Selected text –
>>>>
Neomycin sulfate belongs to a class of antibiotics called aminoglycosides. It kills bacteria by disrupting their ability to make proteins. Bacteria depend on protein production for virtually every function, so shutting that process down is lethal. Neomycin is particularly effective against gram-negative bacteria, including E. coli and Klebsiella-Enterobacter species.

Polymyxin B sulfate takes a completely different approach. It binds to the outer membrane of gram-negative bacteria and punches holes in it, essentially acting like a detergent that dissolves the membrane’s structure. This makes it effective against organisms like Pseudomonas aeruginosa, a bacterium notorious for infecting wounds, especially in moist environments.

Together, the three antibiotics are considered active against Staphylococcus aureus, E. coli, Haemophilus influenzae, Klebsiella-Enterobacter species, Neisseria species, and Pseudomonas aeruginosa. That list covers the bacteria most likely to colonize a minor wound.
<<<<
Information supplied –
>>>>
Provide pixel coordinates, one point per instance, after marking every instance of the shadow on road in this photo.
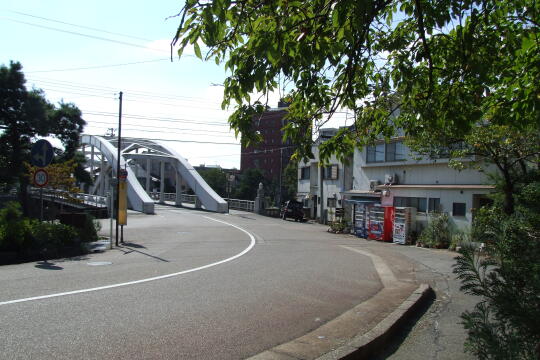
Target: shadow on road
<<<<
>>>>
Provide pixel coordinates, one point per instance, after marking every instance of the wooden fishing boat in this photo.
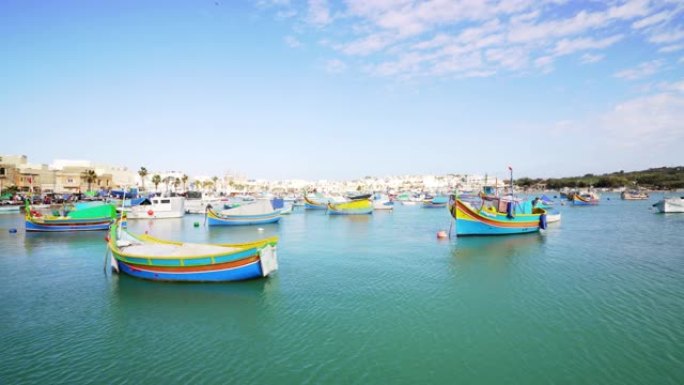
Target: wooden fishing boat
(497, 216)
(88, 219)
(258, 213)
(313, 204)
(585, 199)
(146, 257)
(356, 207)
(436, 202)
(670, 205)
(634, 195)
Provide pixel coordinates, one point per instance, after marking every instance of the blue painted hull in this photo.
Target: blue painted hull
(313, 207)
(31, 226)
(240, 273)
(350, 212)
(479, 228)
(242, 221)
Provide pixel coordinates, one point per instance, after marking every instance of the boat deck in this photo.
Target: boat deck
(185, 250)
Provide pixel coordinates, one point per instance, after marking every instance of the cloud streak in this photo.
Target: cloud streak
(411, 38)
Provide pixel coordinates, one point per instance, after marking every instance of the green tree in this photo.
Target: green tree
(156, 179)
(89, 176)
<<<<
Required work –
1. Extract the portion of the antibiotics passage starting with "Neomycin sulfate belongs" and going on through "and Klebsiella-Enterobacter species.".
2. In the antibiotics passage, how does neomycin sulfate kill bacteria?

Outputs for the tasks –
1.
Neomycin sulfate belongs to a class of antibiotics called aminoglycosides. It kills bacteria by disrupting their ability to make proteins. Bacteria depend on protein production for virtually every function, so shutting that process down is lethal. Neomycin is particularly effective against gram-negative bacteria, including E. coli and Klebsiella-Enterobacter species.

2. It disrupts their ability to make proteins.